Please change "tree branch" to "tree limb" in all the rows below and repeat them with nothing else altered. Leave the pictures out of your answer.

-- Material --
———

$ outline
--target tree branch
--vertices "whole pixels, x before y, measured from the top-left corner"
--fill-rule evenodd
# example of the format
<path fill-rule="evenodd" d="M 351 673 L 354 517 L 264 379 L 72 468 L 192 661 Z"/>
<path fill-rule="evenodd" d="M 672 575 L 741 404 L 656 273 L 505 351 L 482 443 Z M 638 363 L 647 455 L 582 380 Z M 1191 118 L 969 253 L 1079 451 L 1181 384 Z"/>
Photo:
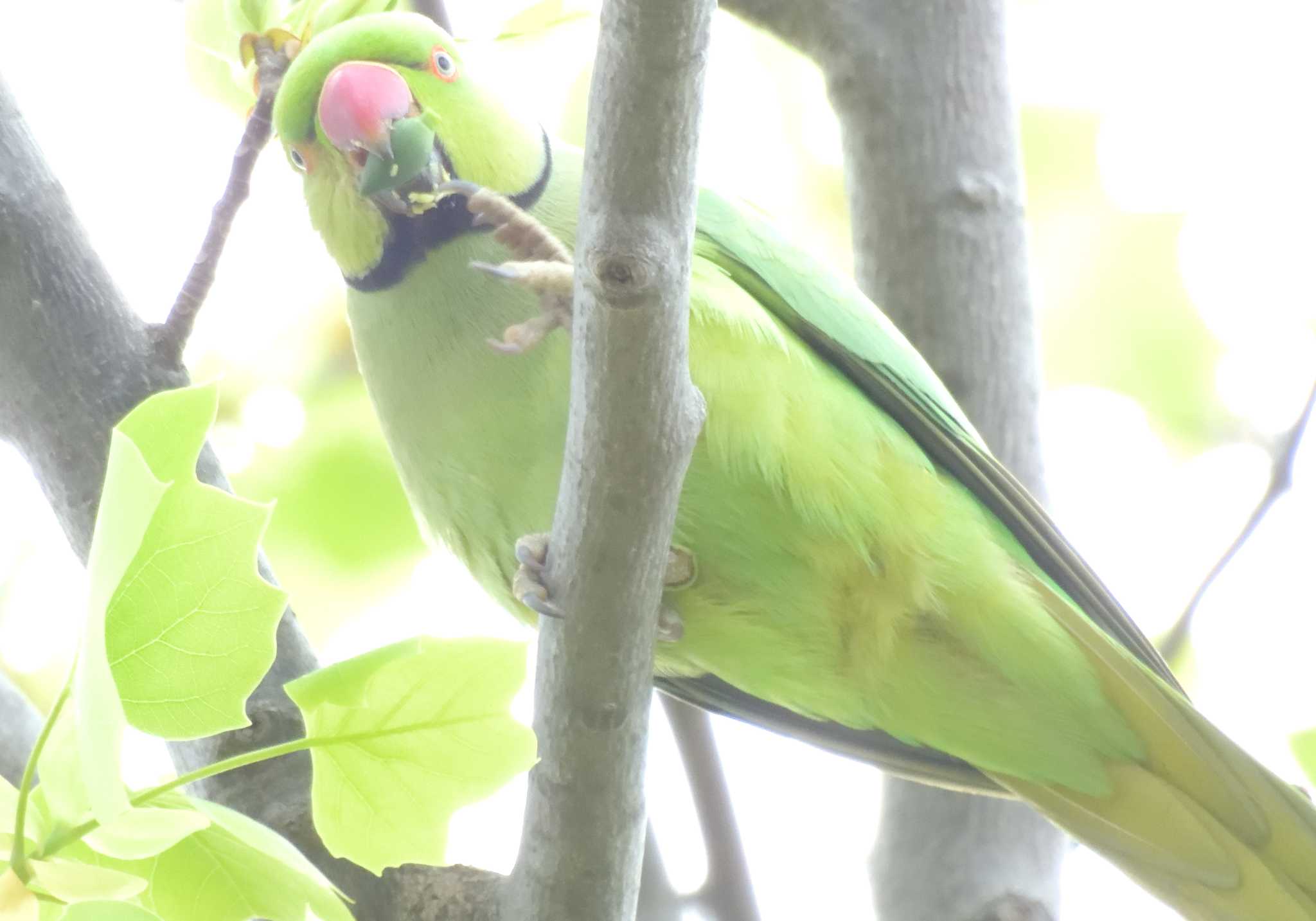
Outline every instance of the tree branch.
<path fill-rule="evenodd" d="M 571 412 L 508 917 L 634 917 L 663 570 L 703 424 L 687 325 L 713 0 L 609 0 L 590 92 Z"/>
<path fill-rule="evenodd" d="M 111 429 L 151 393 L 184 386 L 187 374 L 162 359 L 151 329 L 124 303 L 3 79 L 0 150 L 0 438 L 32 464 L 70 545 L 86 560 Z M 209 447 L 197 476 L 228 488 Z M 272 580 L 263 557 L 259 567 Z M 317 663 L 291 609 L 279 624 L 278 643 L 274 667 L 247 700 L 251 726 L 171 743 L 180 771 L 304 734 L 283 684 Z M 26 749 L 18 757 L 25 755 Z M 453 917 L 425 899 L 467 879 L 454 875 L 458 870 L 412 868 L 380 880 L 324 850 L 311 821 L 305 753 L 220 775 L 199 792 L 287 837 L 355 899 L 363 921 Z M 471 904 L 487 907 L 490 899 L 478 896 L 494 883 L 484 875 L 471 879 L 479 880 Z"/>
<path fill-rule="evenodd" d="M 183 287 L 179 288 L 174 307 L 170 308 L 168 317 L 155 329 L 155 345 L 161 358 L 178 367 L 183 367 L 183 349 L 188 337 L 192 336 L 192 326 L 196 324 L 196 314 L 205 303 L 205 296 L 211 293 L 215 284 L 215 272 L 220 264 L 220 255 L 224 253 L 224 243 L 233 229 L 233 218 L 238 214 L 238 208 L 251 193 L 251 171 L 261 157 L 265 145 L 270 142 L 270 112 L 274 109 L 274 97 L 279 92 L 279 82 L 288 68 L 288 57 L 274 49 L 274 43 L 263 36 L 255 39 L 255 66 L 257 86 L 259 95 L 255 105 L 247 116 L 242 138 L 233 153 L 233 167 L 229 170 L 229 180 L 224 187 L 224 193 L 215 203 L 211 212 L 211 225 L 205 229 L 205 238 L 201 249 L 188 270 Z"/>
<path fill-rule="evenodd" d="M 438 22 L 438 28 L 449 36 L 453 34 L 453 20 L 443 0 L 412 0 L 412 9 Z"/>
<path fill-rule="evenodd" d="M 1290 426 L 1288 432 L 1282 434 L 1270 454 L 1270 483 L 1266 484 L 1266 492 L 1262 495 L 1261 500 L 1257 503 L 1255 508 L 1252 509 L 1252 514 L 1248 516 L 1248 521 L 1244 522 L 1242 529 L 1238 535 L 1234 537 L 1233 542 L 1225 549 L 1216 564 L 1211 567 L 1202 584 L 1198 585 L 1198 591 L 1192 593 L 1188 600 L 1187 607 L 1179 618 L 1174 622 L 1174 626 L 1169 629 L 1165 637 L 1157 646 L 1161 647 L 1161 655 L 1166 658 L 1171 664 L 1179 653 L 1183 651 L 1184 646 L 1188 645 L 1188 634 L 1192 630 L 1192 617 L 1198 613 L 1198 605 L 1202 604 L 1202 599 L 1207 596 L 1211 585 L 1215 584 L 1220 574 L 1225 571 L 1233 558 L 1242 550 L 1242 546 L 1252 539 L 1253 533 L 1261 526 L 1261 522 L 1266 518 L 1270 512 L 1270 507 L 1274 505 L 1280 496 L 1288 492 L 1288 488 L 1294 484 L 1294 459 L 1298 457 L 1298 447 L 1303 443 L 1303 434 L 1307 432 L 1307 425 L 1312 418 L 1312 409 L 1316 407 L 1316 384 L 1312 384 L 1311 393 L 1307 395 L 1307 403 L 1303 404 L 1303 411 L 1298 414 L 1298 420 Z"/>
<path fill-rule="evenodd" d="M 28 766 L 28 753 L 41 733 L 41 714 L 22 691 L 0 672 L 0 778 L 14 787 Z"/>
<path fill-rule="evenodd" d="M 1042 491 L 1040 374 L 1000 0 L 726 0 L 815 58 L 841 121 L 855 276 L 996 455 Z M 888 780 L 883 918 L 1054 916 L 1062 837 L 1030 808 Z M 1001 896 L 1012 896 L 1003 901 Z"/>
<path fill-rule="evenodd" d="M 687 908 L 716 921 L 758 921 L 749 862 L 736 830 L 732 795 L 717 760 L 708 713 L 665 693 L 658 696 L 680 749 L 708 853 L 708 876 L 699 891 L 686 900 Z"/>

———

-- The reply --
$ outline
--target tree limb
--vertices "whole pixels, x before y, measured from the top-left corner"
--fill-rule evenodd
# example of the format
<path fill-rule="evenodd" d="M 351 673 L 354 517 L 264 379 L 72 468 L 192 661 Z"/>
<path fill-rule="evenodd" d="M 672 575 L 741 404 L 656 273 L 505 351 L 482 443 Z M 638 363 L 647 455 L 582 380 Z M 1191 118 L 969 253 L 1079 451 L 1181 384 Z"/>
Photo:
Outline every instance of the tree limb.
<path fill-rule="evenodd" d="M 571 412 L 508 917 L 634 917 L 663 570 L 703 424 L 687 325 L 713 0 L 609 0 L 590 92 Z"/>
<path fill-rule="evenodd" d="M 111 429 L 151 393 L 184 386 L 187 374 L 162 359 L 151 329 L 124 303 L 3 79 L 0 150 L 0 438 L 32 464 L 70 545 L 86 560 Z M 209 447 L 197 476 L 228 488 Z M 272 580 L 263 557 L 259 567 Z M 317 663 L 291 609 L 279 624 L 278 643 L 274 667 L 247 700 L 251 726 L 171 743 L 180 771 L 304 734 L 283 684 Z M 26 749 L 18 757 L 25 755 Z M 453 917 L 425 899 L 467 879 L 454 875 L 458 870 L 412 868 L 380 880 L 324 850 L 311 821 L 305 753 L 220 775 L 199 792 L 287 837 L 355 899 L 363 921 Z M 471 904 L 487 907 L 490 899 L 478 896 L 494 883 L 484 875 L 471 879 L 479 880 Z"/>
<path fill-rule="evenodd" d="M 183 287 L 179 288 L 174 307 L 170 308 L 168 317 L 155 329 L 155 345 L 161 358 L 178 367 L 183 367 L 183 349 L 188 337 L 192 336 L 192 326 L 196 324 L 196 314 L 205 303 L 205 296 L 211 293 L 215 284 L 215 272 L 220 264 L 220 255 L 224 253 L 224 243 L 233 229 L 233 218 L 238 214 L 238 208 L 251 193 L 251 171 L 261 157 L 265 145 L 270 142 L 270 112 L 274 109 L 274 97 L 279 92 L 279 82 L 288 68 L 288 57 L 274 49 L 274 43 L 263 36 L 255 39 L 255 66 L 257 86 L 259 95 L 255 105 L 247 116 L 242 138 L 233 153 L 233 167 L 229 170 L 229 180 L 224 187 L 224 193 L 215 203 L 211 212 L 211 225 L 205 229 L 205 238 L 201 249 L 188 270 Z"/>
<path fill-rule="evenodd" d="M 438 22 L 438 28 L 449 36 L 453 34 L 453 20 L 443 0 L 412 0 L 412 9 Z"/>
<path fill-rule="evenodd" d="M 1290 426 L 1288 432 L 1282 434 L 1270 454 L 1270 483 L 1266 484 L 1266 492 L 1262 495 L 1261 500 L 1257 503 L 1255 508 L 1252 509 L 1252 514 L 1248 516 L 1248 521 L 1244 522 L 1242 529 L 1238 535 L 1234 537 L 1233 542 L 1225 549 L 1216 564 L 1211 567 L 1202 584 L 1198 585 L 1198 591 L 1192 593 L 1188 600 L 1187 607 L 1179 618 L 1174 622 L 1174 626 L 1169 629 L 1165 637 L 1157 646 L 1161 647 L 1161 655 L 1166 658 L 1171 664 L 1179 653 L 1183 651 L 1184 646 L 1188 645 L 1188 634 L 1192 630 L 1192 617 L 1198 613 L 1198 605 L 1202 604 L 1202 599 L 1207 596 L 1211 585 L 1215 584 L 1220 574 L 1225 571 L 1233 558 L 1242 550 L 1242 546 L 1252 539 L 1253 533 L 1261 526 L 1261 522 L 1266 518 L 1270 512 L 1270 507 L 1274 505 L 1280 496 L 1288 492 L 1288 488 L 1294 484 L 1294 459 L 1298 457 L 1298 447 L 1303 443 L 1303 434 L 1307 432 L 1307 425 L 1312 418 L 1312 409 L 1316 407 L 1316 384 L 1312 384 L 1311 393 L 1307 395 L 1307 403 L 1303 404 L 1303 411 L 1298 414 L 1298 420 Z"/>
<path fill-rule="evenodd" d="M 28 766 L 28 753 L 41 733 L 41 714 L 22 691 L 0 672 L 0 778 L 14 787 Z"/>
<path fill-rule="evenodd" d="M 1042 491 L 1040 374 L 1000 0 L 726 0 L 815 58 L 841 121 L 855 276 L 996 455 Z M 888 780 L 883 918 L 1054 916 L 1062 837 L 1030 808 Z M 1001 896 L 1012 896 L 1003 901 Z"/>
<path fill-rule="evenodd" d="M 687 908 L 716 921 L 758 921 L 749 862 L 736 830 L 732 795 L 717 760 L 708 713 L 665 693 L 658 696 L 680 749 L 708 853 L 708 876 L 699 891 L 686 900 Z"/>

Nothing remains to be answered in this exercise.